***** Source document *****

Hello and welcome to you all
- Melanie S
- Oct 11, 2022
- 3 min read
Updated: Nov 3, 2022
I’m Melanie, a 27-year-old ‘human with a womb’, here to discuss what I like to call “sex logistics”. The stuff we need for sex. The tangible stuff that costs money, time, knowledge, privilege. The less sexy part of sex, requires planning, thought, and communication. We like to think of sex as this spontaneous event of passion, but as we grow, we discover that a lot more is needed to lead a healthy sex life. In other words: contraception, pregnancy prevention, and sexual health.
The year is 2019, the location is Tel Aviv, Israel, and acquiring natural contraception methods is a frustrating and torturous journey. Perhaps it is too much to ask for? Am I destined for a life of abstinence or constant anxiety about getting pregnant? No, I am certain that other women feel like me: we want to have safe sex while not compromising our hormonal balance or subjecting ourselves to invasive procedures.
I am not a gynecologist, a sexologist, a scientist, or anything of the sort. I don’t have the
medical authority to provide health advice. The information I have gathered, which I am still researching to this day, is solely from the internet, conversations with gynecologists,
pediatricians, and fertility advisors, and the personal experiences of my friends. I am here to investigate the alternative options that exist for us (women and men). I want to raise awareness about alternative methods and share my experience. And: I want to save you the time and energy I had to devote to my mission, encountering countless “dead-ends” in the Israeli health system.
So, how did I get here?
I am the one percent. On the Maccabi website (the Israeli healthcare company), it says that condoms are 98% effective in preventing pregnancy. I suppose one of those two remaining percentages is for ripped or faulty condoms. And then the last percent is for women like me who, god knows how, got pregnant even though the condom was used correctly. I’ll tell you now that it is not a myth, it is something that happens, and it is something that happened to me.

*****

## Exercise description
According to the post on contraception, how effective does the Maccabi website say condoms are in preventing pregnancy? The lines that come next have no connection to the post on contraception.

***** Recorded data *****

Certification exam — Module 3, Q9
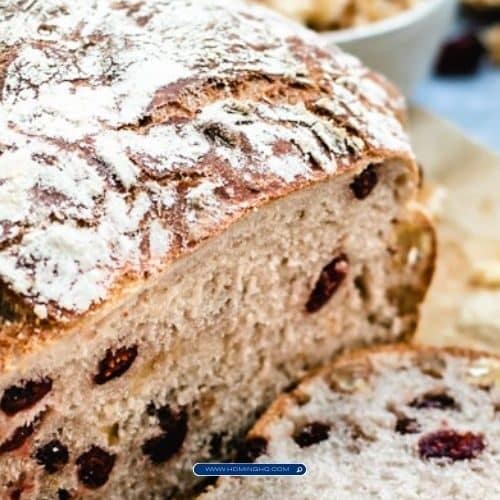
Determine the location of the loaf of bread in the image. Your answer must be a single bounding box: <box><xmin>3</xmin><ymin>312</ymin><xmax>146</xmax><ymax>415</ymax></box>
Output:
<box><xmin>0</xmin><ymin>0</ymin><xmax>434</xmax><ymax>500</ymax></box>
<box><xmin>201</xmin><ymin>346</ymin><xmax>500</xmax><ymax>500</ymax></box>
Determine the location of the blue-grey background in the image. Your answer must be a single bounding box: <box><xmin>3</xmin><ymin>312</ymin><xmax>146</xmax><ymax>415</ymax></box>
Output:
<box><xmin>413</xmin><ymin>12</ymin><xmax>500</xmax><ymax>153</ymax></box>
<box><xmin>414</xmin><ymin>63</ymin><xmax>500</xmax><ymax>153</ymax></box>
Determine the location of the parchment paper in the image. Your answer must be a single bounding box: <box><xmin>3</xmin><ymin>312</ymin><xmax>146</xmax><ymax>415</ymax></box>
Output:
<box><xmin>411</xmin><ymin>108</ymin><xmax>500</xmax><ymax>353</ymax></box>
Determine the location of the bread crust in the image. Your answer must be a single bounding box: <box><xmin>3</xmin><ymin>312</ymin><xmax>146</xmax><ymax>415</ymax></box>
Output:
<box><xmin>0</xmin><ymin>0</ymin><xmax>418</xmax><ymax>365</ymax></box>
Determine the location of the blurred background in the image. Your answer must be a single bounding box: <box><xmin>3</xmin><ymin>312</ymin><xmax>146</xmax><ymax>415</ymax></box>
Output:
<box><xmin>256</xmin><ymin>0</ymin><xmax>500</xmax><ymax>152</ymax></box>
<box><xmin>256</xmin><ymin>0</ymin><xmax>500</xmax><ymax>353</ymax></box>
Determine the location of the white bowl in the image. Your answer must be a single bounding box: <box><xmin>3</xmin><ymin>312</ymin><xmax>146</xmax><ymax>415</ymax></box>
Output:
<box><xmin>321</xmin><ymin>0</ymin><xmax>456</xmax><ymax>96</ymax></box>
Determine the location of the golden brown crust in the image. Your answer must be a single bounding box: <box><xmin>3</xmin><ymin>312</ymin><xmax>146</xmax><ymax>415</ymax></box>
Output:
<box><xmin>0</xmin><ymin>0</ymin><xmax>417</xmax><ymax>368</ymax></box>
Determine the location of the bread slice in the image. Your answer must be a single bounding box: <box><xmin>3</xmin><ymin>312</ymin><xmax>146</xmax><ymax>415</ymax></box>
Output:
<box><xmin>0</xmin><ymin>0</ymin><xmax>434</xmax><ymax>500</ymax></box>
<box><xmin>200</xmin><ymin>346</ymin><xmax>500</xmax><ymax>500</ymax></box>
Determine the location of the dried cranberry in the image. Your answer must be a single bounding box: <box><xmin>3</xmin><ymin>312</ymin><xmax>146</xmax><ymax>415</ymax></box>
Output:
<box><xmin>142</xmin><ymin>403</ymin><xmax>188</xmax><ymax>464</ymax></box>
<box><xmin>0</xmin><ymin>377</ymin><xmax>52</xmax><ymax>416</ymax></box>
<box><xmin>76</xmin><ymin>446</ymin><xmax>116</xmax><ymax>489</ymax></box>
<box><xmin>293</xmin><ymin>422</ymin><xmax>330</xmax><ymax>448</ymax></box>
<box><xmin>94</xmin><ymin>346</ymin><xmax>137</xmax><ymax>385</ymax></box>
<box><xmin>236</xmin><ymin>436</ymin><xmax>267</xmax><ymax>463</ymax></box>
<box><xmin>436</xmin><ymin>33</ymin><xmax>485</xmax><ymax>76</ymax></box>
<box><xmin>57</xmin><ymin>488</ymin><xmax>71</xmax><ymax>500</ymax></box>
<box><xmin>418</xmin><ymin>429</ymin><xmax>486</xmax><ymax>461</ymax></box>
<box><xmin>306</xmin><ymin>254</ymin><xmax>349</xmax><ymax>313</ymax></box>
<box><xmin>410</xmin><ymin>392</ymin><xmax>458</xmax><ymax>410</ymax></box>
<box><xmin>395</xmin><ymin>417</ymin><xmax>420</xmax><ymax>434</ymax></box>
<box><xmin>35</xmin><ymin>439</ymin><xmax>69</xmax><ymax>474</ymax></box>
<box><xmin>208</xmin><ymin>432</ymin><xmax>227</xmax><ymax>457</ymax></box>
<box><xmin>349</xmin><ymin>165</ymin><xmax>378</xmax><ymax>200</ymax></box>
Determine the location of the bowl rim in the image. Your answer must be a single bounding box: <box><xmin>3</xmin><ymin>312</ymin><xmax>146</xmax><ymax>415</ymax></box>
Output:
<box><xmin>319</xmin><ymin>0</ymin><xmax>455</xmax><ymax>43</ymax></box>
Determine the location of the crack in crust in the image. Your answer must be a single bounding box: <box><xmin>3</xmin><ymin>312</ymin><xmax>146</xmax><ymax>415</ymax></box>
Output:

*****

## Your response
98% effective.